Reproduce exactly the lines below, starting with the line that contains "point: bare tree" and ending with the last line of the records, both included, and nothing else.

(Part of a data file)
- - -

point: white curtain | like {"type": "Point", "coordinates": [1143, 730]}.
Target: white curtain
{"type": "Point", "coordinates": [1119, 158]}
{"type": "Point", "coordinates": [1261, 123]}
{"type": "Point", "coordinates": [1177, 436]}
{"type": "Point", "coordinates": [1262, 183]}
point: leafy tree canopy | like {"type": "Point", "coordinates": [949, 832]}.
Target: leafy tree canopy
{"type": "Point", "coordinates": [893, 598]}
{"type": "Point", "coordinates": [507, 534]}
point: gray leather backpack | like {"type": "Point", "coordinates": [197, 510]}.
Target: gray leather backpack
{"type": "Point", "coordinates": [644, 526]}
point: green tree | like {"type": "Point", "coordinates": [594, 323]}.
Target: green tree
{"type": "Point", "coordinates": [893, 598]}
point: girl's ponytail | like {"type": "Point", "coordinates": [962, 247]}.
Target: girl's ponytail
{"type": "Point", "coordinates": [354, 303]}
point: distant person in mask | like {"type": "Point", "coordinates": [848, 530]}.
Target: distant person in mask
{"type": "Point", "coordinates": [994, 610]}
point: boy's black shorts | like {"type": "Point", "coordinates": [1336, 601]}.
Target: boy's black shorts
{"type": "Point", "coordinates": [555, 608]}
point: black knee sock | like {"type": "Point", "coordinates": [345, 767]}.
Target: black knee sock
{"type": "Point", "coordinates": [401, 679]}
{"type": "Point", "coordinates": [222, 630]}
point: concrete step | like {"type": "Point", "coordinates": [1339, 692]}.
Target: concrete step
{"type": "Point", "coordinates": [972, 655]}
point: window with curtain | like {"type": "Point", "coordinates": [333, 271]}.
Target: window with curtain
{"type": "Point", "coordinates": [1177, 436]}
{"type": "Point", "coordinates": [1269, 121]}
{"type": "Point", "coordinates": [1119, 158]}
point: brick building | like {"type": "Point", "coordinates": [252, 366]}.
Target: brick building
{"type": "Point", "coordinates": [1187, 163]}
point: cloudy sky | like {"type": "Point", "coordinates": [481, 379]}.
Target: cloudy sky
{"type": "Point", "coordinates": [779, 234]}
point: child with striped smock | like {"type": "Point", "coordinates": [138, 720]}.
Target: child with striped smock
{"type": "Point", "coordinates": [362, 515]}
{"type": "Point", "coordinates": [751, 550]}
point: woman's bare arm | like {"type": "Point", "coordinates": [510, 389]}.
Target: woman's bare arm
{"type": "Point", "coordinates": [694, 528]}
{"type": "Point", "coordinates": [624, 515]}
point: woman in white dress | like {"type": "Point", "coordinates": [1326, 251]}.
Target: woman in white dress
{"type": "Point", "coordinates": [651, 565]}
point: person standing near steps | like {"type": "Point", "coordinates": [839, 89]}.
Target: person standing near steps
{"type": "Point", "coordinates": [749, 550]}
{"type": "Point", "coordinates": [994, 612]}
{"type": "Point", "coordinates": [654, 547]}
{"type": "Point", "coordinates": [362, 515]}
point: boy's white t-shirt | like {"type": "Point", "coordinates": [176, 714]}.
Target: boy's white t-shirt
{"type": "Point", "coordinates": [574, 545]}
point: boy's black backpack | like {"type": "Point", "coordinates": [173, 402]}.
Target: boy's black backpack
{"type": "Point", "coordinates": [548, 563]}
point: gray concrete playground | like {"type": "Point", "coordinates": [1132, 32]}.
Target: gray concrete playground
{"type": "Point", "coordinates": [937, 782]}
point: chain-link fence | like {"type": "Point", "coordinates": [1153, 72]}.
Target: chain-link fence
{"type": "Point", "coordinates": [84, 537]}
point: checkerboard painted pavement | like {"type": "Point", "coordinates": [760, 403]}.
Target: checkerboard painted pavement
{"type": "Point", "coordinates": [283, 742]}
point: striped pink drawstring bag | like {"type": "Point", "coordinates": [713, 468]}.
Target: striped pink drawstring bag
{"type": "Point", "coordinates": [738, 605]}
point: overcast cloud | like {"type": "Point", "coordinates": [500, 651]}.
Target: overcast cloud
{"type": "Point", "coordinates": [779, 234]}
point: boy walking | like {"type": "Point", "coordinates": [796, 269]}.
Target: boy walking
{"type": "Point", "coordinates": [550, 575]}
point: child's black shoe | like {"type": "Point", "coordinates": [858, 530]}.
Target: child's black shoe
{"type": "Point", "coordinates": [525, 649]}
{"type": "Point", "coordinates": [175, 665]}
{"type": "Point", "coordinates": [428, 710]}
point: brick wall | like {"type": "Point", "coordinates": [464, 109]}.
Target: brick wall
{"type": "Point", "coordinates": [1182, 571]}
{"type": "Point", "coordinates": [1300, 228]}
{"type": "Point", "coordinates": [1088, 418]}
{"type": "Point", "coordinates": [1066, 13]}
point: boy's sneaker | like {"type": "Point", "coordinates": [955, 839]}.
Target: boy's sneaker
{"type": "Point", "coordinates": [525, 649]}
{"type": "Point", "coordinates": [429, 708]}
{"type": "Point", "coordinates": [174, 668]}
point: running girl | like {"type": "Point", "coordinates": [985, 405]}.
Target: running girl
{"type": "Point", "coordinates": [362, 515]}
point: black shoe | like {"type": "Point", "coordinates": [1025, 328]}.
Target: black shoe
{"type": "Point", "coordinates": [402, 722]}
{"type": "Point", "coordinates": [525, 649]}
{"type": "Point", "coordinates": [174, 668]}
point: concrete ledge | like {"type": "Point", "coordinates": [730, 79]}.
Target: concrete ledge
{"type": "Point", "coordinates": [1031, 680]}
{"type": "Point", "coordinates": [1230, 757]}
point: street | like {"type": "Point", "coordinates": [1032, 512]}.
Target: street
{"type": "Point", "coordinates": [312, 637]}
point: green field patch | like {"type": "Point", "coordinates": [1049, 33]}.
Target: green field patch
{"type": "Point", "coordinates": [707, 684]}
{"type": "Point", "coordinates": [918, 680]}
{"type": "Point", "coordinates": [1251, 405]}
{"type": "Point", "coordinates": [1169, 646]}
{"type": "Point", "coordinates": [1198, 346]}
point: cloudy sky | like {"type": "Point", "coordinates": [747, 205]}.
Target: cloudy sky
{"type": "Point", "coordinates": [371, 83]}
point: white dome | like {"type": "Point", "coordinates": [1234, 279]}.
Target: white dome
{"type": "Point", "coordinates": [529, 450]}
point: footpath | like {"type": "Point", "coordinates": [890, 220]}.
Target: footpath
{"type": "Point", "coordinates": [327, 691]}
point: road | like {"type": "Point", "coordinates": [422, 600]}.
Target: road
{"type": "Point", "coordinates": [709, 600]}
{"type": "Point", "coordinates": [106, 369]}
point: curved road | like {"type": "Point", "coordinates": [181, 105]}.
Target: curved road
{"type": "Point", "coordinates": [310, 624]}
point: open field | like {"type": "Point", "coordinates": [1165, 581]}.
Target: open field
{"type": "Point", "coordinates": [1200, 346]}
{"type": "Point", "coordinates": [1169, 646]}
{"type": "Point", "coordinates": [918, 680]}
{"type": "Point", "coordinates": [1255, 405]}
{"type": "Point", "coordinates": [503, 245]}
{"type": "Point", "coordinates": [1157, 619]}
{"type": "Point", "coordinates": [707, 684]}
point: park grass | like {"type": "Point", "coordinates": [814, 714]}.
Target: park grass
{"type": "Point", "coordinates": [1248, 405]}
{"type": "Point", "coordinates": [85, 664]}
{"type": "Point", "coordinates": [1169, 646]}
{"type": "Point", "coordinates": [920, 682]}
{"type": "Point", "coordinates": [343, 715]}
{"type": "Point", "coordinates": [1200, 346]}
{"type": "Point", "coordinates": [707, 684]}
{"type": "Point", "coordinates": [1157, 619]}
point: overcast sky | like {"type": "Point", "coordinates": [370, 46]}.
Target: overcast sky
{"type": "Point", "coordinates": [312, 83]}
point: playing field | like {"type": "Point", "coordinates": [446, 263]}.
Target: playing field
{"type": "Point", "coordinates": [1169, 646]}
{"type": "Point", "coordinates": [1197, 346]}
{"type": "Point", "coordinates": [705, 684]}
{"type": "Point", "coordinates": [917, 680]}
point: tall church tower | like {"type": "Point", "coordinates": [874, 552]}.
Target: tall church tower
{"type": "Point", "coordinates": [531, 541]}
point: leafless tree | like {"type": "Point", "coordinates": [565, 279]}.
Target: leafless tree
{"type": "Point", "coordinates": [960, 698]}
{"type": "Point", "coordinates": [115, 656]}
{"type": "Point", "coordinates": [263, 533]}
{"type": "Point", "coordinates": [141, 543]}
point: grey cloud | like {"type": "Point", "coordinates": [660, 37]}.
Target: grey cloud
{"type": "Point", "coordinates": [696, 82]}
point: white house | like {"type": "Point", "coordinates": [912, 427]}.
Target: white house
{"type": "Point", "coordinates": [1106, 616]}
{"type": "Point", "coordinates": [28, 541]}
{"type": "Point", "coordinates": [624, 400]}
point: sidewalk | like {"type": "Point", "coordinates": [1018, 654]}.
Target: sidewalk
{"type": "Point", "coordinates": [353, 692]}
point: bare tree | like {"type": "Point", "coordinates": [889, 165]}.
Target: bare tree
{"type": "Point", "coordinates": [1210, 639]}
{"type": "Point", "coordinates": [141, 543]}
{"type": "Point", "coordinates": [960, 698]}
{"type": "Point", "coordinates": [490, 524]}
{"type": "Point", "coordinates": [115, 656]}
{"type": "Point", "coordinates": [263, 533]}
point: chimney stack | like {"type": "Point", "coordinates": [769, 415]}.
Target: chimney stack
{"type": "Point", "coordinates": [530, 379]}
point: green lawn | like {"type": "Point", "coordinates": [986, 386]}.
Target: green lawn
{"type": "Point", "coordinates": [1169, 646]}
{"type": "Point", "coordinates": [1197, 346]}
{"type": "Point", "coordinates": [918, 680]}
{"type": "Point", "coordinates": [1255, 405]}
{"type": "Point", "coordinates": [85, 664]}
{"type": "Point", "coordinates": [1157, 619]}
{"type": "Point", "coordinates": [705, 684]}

- - -

The answer –
point: bare tree | like {"type": "Point", "coordinates": [889, 165]}.
Target: bare tree
{"type": "Point", "coordinates": [1210, 639]}
{"type": "Point", "coordinates": [141, 543]}
{"type": "Point", "coordinates": [960, 698]}
{"type": "Point", "coordinates": [490, 524]}
{"type": "Point", "coordinates": [115, 656]}
{"type": "Point", "coordinates": [263, 533]}
point: chimney stack | like {"type": "Point", "coordinates": [769, 415]}.
Target: chimney stack
{"type": "Point", "coordinates": [530, 379]}
point: green lawn | like {"type": "Point", "coordinates": [986, 386]}.
Target: green lawn
{"type": "Point", "coordinates": [1169, 646]}
{"type": "Point", "coordinates": [1197, 346]}
{"type": "Point", "coordinates": [918, 680]}
{"type": "Point", "coordinates": [1255, 405]}
{"type": "Point", "coordinates": [85, 664]}
{"type": "Point", "coordinates": [1157, 619]}
{"type": "Point", "coordinates": [705, 684]}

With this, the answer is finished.